┌─ Extracted records
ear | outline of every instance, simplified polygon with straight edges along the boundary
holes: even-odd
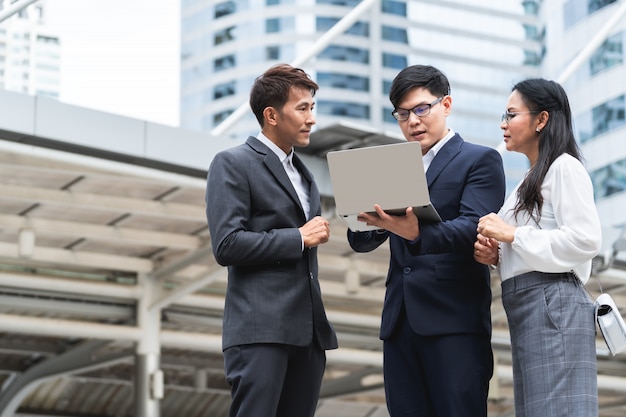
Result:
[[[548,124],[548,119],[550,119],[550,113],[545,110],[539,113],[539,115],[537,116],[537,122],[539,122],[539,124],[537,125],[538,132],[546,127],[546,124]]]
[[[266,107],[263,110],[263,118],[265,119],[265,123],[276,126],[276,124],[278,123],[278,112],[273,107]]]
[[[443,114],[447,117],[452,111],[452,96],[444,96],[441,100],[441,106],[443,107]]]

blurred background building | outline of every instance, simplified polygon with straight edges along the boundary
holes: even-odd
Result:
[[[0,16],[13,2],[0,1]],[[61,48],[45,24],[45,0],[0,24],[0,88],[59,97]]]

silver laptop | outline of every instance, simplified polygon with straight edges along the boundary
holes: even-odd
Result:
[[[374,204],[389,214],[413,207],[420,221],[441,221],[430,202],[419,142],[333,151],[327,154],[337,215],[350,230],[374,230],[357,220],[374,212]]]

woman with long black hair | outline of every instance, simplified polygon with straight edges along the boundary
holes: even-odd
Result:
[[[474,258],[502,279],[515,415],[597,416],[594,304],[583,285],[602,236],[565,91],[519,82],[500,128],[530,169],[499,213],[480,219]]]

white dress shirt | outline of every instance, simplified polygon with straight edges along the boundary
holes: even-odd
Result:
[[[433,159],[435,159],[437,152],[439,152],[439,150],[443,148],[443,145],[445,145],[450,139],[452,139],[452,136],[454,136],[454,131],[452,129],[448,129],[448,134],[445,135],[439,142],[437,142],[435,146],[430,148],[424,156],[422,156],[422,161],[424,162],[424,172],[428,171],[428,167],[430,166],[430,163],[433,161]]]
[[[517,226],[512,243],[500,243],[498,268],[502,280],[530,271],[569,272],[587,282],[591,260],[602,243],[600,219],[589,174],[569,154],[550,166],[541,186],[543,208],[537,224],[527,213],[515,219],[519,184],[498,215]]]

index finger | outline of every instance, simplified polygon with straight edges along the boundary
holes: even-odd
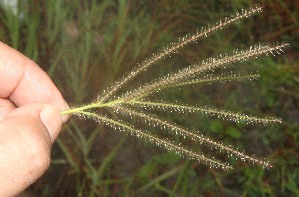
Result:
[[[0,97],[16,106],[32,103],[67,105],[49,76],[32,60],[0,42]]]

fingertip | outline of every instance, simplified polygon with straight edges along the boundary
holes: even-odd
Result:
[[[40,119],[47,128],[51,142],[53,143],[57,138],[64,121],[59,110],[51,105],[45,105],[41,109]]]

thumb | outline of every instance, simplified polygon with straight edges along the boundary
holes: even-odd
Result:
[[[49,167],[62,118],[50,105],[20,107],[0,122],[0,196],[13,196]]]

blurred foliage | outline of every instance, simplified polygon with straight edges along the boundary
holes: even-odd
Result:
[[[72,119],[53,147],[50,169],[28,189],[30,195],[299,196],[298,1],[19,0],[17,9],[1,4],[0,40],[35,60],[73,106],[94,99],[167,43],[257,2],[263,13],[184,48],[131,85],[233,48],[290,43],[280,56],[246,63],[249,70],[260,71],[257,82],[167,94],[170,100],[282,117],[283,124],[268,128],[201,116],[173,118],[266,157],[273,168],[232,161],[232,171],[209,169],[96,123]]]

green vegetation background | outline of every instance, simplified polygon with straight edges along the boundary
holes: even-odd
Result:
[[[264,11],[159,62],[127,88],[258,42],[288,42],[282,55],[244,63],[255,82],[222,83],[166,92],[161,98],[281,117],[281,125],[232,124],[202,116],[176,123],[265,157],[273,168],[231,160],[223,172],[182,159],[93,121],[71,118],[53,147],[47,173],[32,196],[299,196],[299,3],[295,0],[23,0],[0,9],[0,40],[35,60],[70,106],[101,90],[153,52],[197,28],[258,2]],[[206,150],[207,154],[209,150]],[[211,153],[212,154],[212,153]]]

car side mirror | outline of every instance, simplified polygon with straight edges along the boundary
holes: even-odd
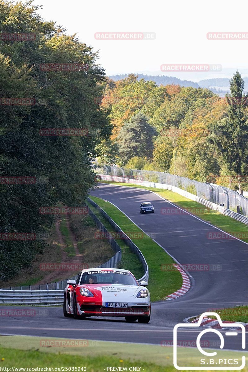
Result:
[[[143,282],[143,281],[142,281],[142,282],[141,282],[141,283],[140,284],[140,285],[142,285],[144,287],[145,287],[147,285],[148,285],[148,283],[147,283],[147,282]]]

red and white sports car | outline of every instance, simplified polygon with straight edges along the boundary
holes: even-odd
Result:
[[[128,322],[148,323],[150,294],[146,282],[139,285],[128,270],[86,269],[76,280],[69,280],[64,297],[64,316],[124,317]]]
└─
┌─ Extracted records
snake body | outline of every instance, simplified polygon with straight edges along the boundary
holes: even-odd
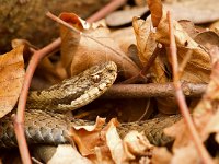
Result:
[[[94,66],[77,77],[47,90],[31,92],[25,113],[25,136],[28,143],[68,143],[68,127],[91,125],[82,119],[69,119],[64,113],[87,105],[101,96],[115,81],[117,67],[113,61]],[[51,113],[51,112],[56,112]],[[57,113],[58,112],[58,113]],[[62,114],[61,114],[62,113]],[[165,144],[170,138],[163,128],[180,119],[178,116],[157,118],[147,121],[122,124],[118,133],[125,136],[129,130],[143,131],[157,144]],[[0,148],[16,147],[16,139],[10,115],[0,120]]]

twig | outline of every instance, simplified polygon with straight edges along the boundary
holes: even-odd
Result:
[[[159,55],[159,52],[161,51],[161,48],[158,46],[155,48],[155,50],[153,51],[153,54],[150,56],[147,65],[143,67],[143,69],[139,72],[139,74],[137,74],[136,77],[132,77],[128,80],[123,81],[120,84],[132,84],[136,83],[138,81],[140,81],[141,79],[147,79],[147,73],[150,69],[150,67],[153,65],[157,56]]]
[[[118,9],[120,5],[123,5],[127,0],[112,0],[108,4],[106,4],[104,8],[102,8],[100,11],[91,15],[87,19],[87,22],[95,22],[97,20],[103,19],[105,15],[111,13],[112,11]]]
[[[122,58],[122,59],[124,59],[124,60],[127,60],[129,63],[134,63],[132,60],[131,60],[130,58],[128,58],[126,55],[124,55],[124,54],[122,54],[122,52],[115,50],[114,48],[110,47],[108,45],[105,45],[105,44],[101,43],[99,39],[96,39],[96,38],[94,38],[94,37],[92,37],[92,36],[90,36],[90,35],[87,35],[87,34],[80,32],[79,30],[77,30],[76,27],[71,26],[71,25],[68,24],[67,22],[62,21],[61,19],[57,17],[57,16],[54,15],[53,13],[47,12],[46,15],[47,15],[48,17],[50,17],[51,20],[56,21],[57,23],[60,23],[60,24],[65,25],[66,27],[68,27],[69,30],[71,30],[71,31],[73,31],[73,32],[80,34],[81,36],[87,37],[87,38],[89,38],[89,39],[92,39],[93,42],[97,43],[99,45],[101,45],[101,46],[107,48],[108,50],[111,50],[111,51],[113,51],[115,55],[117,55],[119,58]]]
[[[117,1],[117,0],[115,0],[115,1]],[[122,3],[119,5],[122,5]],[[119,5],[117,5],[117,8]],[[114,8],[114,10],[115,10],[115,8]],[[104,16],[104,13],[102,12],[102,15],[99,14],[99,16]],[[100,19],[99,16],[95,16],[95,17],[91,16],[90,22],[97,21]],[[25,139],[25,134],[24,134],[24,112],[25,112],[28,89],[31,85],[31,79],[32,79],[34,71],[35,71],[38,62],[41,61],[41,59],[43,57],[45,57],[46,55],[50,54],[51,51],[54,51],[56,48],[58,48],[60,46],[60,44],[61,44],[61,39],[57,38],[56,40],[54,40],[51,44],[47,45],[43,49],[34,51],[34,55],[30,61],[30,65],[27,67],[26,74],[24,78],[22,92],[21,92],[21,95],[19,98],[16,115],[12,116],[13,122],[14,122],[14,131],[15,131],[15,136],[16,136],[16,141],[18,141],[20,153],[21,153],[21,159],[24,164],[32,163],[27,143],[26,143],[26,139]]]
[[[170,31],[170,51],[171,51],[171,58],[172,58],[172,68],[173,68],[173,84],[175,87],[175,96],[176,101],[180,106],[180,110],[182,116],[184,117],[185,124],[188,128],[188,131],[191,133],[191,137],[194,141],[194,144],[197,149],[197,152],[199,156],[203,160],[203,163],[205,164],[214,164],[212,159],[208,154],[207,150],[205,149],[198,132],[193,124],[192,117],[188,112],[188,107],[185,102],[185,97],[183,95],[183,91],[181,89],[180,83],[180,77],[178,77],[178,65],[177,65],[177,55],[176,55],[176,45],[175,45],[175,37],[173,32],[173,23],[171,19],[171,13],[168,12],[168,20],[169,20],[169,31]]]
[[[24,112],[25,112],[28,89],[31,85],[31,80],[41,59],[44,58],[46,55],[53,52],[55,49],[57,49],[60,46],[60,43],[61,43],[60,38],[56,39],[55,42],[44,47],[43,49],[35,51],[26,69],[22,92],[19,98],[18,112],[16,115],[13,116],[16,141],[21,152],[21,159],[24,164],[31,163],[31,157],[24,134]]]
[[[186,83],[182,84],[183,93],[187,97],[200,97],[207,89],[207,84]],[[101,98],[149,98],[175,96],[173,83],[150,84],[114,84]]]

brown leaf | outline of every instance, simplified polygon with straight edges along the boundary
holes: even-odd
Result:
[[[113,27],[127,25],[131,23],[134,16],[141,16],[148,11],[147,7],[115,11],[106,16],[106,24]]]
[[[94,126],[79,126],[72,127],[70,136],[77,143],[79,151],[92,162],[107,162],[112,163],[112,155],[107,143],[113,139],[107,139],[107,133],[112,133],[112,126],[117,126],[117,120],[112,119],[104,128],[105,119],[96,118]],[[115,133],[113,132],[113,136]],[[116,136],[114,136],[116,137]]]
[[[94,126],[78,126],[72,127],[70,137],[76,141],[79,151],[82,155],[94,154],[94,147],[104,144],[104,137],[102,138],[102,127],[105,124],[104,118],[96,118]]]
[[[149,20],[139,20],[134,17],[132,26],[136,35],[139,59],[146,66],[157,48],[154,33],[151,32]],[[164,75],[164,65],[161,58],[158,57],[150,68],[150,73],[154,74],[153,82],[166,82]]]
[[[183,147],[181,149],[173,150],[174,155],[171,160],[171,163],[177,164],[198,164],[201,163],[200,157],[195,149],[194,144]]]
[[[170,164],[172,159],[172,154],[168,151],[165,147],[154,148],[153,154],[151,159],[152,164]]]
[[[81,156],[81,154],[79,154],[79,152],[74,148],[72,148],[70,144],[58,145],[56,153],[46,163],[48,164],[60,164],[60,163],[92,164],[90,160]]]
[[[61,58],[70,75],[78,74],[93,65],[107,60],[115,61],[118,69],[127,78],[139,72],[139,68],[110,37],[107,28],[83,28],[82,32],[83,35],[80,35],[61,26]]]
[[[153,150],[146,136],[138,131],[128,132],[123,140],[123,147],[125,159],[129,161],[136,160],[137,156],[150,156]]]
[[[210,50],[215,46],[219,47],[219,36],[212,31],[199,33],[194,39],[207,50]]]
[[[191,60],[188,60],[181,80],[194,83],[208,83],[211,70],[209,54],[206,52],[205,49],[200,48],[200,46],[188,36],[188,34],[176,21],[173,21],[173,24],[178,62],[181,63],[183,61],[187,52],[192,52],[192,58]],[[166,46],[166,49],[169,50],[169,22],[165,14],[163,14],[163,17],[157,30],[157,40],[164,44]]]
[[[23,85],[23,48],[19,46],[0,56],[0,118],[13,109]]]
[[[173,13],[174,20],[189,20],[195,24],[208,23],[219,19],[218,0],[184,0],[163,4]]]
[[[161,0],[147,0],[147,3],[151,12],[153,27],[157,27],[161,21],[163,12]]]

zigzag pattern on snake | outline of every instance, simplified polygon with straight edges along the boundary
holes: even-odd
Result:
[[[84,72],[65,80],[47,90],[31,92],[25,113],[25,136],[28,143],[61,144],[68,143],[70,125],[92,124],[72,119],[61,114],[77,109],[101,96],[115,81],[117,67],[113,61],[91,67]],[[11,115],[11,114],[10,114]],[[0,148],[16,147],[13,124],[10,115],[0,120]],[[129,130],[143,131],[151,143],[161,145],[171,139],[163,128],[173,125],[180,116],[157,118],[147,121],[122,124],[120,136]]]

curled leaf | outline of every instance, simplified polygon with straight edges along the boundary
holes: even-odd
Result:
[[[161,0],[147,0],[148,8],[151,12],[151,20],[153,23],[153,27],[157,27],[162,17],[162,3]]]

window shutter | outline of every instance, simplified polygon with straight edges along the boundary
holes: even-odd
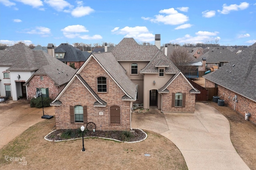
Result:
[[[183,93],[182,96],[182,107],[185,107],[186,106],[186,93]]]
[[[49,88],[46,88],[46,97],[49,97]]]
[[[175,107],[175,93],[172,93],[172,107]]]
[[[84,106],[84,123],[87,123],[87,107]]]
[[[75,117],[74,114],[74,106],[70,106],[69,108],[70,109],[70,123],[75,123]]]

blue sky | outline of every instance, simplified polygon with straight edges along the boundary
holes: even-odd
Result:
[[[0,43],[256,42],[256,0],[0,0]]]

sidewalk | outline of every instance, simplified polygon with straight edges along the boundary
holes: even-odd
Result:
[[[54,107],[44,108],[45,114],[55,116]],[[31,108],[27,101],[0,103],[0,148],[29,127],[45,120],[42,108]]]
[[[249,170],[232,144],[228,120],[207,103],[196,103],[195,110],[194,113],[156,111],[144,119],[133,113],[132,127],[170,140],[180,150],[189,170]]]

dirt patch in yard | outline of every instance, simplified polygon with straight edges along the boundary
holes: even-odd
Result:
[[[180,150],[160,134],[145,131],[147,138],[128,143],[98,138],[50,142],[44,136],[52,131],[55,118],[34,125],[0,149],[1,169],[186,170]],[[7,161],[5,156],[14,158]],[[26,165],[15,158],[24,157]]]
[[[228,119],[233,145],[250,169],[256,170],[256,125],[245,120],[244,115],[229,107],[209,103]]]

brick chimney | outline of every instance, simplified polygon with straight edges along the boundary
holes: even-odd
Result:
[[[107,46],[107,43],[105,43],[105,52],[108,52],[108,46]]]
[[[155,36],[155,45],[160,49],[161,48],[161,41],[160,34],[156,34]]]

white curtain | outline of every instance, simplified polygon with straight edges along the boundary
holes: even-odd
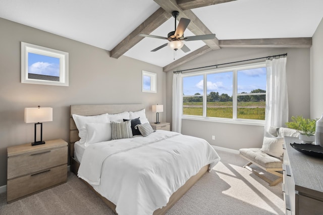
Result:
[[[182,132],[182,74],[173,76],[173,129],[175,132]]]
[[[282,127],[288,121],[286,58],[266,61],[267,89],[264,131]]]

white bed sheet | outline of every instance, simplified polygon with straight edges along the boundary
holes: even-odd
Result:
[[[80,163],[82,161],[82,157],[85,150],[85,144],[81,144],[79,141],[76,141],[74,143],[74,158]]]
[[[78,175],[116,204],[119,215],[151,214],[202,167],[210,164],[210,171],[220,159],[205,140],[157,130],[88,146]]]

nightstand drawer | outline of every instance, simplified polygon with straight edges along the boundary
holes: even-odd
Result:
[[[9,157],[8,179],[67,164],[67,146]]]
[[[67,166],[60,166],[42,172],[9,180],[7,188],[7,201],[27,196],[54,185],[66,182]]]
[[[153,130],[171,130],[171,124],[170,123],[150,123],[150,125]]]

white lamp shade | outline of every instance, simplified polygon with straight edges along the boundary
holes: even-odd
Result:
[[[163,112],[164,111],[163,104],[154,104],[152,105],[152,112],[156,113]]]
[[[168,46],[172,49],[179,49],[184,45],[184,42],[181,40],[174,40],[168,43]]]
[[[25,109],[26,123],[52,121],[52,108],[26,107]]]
└─
┌─ Extracted records
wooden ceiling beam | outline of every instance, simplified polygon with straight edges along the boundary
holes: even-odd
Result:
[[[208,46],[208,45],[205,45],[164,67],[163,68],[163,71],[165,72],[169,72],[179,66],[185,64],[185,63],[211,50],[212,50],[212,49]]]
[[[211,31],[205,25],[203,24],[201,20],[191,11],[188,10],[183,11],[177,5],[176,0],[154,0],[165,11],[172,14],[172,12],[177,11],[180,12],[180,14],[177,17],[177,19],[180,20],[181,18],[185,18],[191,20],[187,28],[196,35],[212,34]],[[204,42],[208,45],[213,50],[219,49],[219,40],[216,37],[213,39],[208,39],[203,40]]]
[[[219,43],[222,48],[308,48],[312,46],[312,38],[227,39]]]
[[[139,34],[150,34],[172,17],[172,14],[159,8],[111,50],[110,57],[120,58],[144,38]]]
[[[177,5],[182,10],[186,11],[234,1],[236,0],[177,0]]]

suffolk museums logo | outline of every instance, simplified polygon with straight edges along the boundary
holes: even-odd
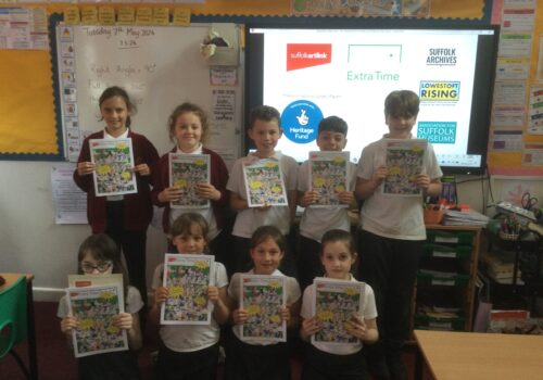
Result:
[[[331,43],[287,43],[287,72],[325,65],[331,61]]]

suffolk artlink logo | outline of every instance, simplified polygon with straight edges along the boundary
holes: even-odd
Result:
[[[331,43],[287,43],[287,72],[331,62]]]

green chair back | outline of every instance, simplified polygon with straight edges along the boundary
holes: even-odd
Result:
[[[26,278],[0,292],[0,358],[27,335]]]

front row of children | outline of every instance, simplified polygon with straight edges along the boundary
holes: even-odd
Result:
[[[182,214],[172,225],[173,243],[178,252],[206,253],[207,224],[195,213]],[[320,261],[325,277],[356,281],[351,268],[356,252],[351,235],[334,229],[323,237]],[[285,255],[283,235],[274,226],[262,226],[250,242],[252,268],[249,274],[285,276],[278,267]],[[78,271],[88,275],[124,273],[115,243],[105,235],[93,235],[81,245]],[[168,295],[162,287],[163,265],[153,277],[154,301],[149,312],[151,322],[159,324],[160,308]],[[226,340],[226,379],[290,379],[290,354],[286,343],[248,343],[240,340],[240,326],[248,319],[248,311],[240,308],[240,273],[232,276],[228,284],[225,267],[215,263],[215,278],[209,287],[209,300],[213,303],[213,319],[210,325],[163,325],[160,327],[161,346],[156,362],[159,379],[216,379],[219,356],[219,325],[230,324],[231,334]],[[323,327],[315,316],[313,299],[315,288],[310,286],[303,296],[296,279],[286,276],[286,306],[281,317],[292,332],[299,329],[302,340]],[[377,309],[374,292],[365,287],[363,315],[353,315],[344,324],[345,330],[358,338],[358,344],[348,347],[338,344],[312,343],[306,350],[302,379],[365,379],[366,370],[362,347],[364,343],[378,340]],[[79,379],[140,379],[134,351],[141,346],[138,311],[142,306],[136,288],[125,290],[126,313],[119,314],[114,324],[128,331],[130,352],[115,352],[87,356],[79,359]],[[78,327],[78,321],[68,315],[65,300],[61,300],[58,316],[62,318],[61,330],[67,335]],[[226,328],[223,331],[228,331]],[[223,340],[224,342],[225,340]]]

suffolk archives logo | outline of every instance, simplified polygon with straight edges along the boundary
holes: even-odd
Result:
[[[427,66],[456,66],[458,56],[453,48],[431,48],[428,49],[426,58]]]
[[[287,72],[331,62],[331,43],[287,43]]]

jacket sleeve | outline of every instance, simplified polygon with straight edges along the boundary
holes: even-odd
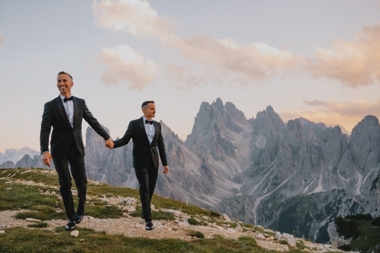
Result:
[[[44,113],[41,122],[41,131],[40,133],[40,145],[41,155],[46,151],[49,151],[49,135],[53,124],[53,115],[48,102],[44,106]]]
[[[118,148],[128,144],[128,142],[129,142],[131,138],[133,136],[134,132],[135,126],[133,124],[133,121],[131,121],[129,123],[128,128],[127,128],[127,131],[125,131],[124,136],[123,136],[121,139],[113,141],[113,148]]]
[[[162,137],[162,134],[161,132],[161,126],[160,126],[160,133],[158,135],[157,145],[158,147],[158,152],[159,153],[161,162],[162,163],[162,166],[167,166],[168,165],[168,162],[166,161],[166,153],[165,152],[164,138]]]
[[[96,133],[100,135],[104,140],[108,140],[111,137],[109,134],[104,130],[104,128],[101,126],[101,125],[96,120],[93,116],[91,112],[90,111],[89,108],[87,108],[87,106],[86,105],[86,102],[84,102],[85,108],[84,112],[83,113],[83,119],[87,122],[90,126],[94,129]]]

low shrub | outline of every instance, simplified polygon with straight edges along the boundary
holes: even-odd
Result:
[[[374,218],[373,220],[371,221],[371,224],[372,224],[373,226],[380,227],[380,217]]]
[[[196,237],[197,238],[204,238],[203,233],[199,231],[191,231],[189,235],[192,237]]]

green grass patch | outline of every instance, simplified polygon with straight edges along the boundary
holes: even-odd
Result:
└─
### Exercise instructions:
Update the lines from "nightstand drawer |" through "[[[25,109],[26,123],[52,121],[52,108],[26,107]]]", replacing "lamp shade" with "lampshade" and leaving everything else as it stands.

### Exercise solution:
nightstand drawer | outline of every instance, simplified polygon with straight edges along the boundary
holes: even-odd
Result:
[[[9,157],[8,179],[67,164],[67,146]]]
[[[67,166],[60,166],[42,172],[9,180],[7,188],[7,201],[27,196],[54,185],[66,182]]]
[[[153,130],[171,130],[171,124],[170,123],[150,123],[150,125]]]

white lampshade | outline of every instance, simplified polygon with straight edges along the boundary
holes: even-odd
Result:
[[[163,112],[164,111],[163,104],[154,104],[152,105],[152,112],[156,113]]]
[[[168,46],[172,49],[179,49],[184,45],[184,42],[181,40],[174,40],[168,43]]]
[[[25,109],[26,123],[52,121],[52,108],[26,107]]]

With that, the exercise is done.